* Extracted data *
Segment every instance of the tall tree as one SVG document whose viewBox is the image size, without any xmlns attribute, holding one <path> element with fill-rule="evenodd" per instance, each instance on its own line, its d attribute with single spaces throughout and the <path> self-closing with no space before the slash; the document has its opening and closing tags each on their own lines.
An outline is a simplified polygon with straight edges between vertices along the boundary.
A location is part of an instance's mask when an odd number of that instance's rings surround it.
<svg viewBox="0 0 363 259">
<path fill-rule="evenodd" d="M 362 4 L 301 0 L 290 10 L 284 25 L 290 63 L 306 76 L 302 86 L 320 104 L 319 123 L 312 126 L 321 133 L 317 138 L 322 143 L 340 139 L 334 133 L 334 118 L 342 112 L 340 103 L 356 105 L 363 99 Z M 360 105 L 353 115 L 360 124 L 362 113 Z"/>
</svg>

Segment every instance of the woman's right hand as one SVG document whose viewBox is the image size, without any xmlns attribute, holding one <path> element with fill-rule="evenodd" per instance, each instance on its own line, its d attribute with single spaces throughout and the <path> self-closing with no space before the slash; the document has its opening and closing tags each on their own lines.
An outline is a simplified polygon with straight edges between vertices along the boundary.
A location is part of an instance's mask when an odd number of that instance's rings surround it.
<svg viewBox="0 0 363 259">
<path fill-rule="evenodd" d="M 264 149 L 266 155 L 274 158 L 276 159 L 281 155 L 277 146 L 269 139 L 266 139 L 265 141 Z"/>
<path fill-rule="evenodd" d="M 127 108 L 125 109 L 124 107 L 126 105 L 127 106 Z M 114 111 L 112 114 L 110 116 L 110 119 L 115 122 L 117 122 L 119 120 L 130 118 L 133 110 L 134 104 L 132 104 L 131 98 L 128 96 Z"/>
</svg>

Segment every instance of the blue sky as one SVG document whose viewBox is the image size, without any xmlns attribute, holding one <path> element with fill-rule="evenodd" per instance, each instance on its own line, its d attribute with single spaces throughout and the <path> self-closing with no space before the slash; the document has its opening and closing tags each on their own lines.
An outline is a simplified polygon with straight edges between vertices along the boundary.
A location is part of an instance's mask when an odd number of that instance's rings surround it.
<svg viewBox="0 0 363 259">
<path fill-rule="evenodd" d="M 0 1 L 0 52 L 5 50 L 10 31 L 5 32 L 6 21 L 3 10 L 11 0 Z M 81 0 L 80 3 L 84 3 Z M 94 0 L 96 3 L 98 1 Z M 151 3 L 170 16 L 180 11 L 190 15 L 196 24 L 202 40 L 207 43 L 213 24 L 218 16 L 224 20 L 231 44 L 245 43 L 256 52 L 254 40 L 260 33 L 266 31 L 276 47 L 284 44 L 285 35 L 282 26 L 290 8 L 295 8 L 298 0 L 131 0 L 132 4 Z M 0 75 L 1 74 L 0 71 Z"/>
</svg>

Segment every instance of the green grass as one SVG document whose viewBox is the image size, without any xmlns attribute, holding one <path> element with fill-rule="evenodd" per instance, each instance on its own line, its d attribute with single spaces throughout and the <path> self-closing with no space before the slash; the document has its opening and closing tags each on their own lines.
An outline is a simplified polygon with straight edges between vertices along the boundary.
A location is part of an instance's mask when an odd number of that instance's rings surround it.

* Exercise task *
Write out each item above again, word for word and in the same order.

* Output for this exercise *
Segment every instance of the tall tree as one SVG document whose viewBox is the image size, without any xmlns attribute, holding one <path> element with fill-rule="evenodd" per instance, each instance on its own line, its d attribute with single spaces throughout and the <path> self-closing with no space before the slash; the document has its opening and closing tags each on their own lines.
An outline is a simplified polygon with straight edges between vertices along the boundary.
A location is part of an instance's mask when an odd number of that instance's rings surround it.
<svg viewBox="0 0 363 259">
<path fill-rule="evenodd" d="M 362 4 L 301 0 L 290 10 L 284 25 L 290 63 L 306 76 L 302 86 L 320 104 L 319 123 L 312 126 L 321 133 L 317 138 L 322 143 L 340 139 L 334 133 L 334 118 L 342 112 L 340 103 L 356 105 L 363 99 Z M 360 105 L 353 115 L 360 124 L 362 113 Z"/>
</svg>

Segment every instance of the woman's right hand as one SVG document whose viewBox is the image size, without any xmlns attribute, holding one <path> element with fill-rule="evenodd" per instance, each instance on its own line, its d attribute with single spaces throughout and the <path> self-closing with no space before the slash; the document has its opening and closing tags each on their own lines.
An outline is a simplified polygon with straight edges between vertices along the boundary.
A location is part of an instance's mask when an odd number of that instance's rings surround it.
<svg viewBox="0 0 363 259">
<path fill-rule="evenodd" d="M 264 149 L 266 155 L 274 158 L 276 159 L 281 155 L 277 146 L 269 139 L 266 139 L 265 141 Z"/>
<path fill-rule="evenodd" d="M 127 108 L 125 109 L 124 107 L 126 105 L 127 106 Z M 114 111 L 112 114 L 110 116 L 110 119 L 115 122 L 117 122 L 119 120 L 130 118 L 133 110 L 134 104 L 132 104 L 131 98 L 128 96 Z"/>
</svg>

Segment every instance of the blue sky as one SVG document whose viewBox is the image size, without any xmlns attribute, holding one <path> element with fill-rule="evenodd" per instance, each instance on its own line, its d attribute with single spaces throughout and the <path> self-closing with no space before the slash; the document has its opening and closing tags each on their own lines.
An outline is a simplified polygon with straight edges between vertices along the boundary.
A location is part of an instance's mask when an odd number of that instance's rings surround it.
<svg viewBox="0 0 363 259">
<path fill-rule="evenodd" d="M 0 1 L 0 52 L 5 50 L 10 31 L 5 32 L 6 21 L 3 10 L 11 0 Z M 81 0 L 80 3 L 84 3 Z M 94 0 L 96 3 L 98 1 Z M 151 3 L 170 16 L 180 11 L 190 15 L 196 24 L 202 40 L 207 43 L 213 24 L 218 16 L 224 20 L 231 44 L 245 43 L 256 52 L 254 40 L 260 33 L 266 31 L 276 47 L 284 44 L 285 35 L 282 26 L 290 8 L 295 8 L 298 0 L 131 0 L 132 4 Z M 0 75 L 1 74 L 0 71 Z"/>
</svg>

Segment every instance of the green grass as one SVG document whose viewBox is the image size, without any xmlns attribute, holding one <path> element with fill-rule="evenodd" per instance, each instance on its own line, its d attribute with single spaces throughout and the <path> self-closing with no space before the slash; the document has its opening and closing tags each on their own lines.
An outline is a simplified polygon with straight edges between vertices along the boundary.
A location is part of an instance's mask when an odd number of that instance's rings surround it.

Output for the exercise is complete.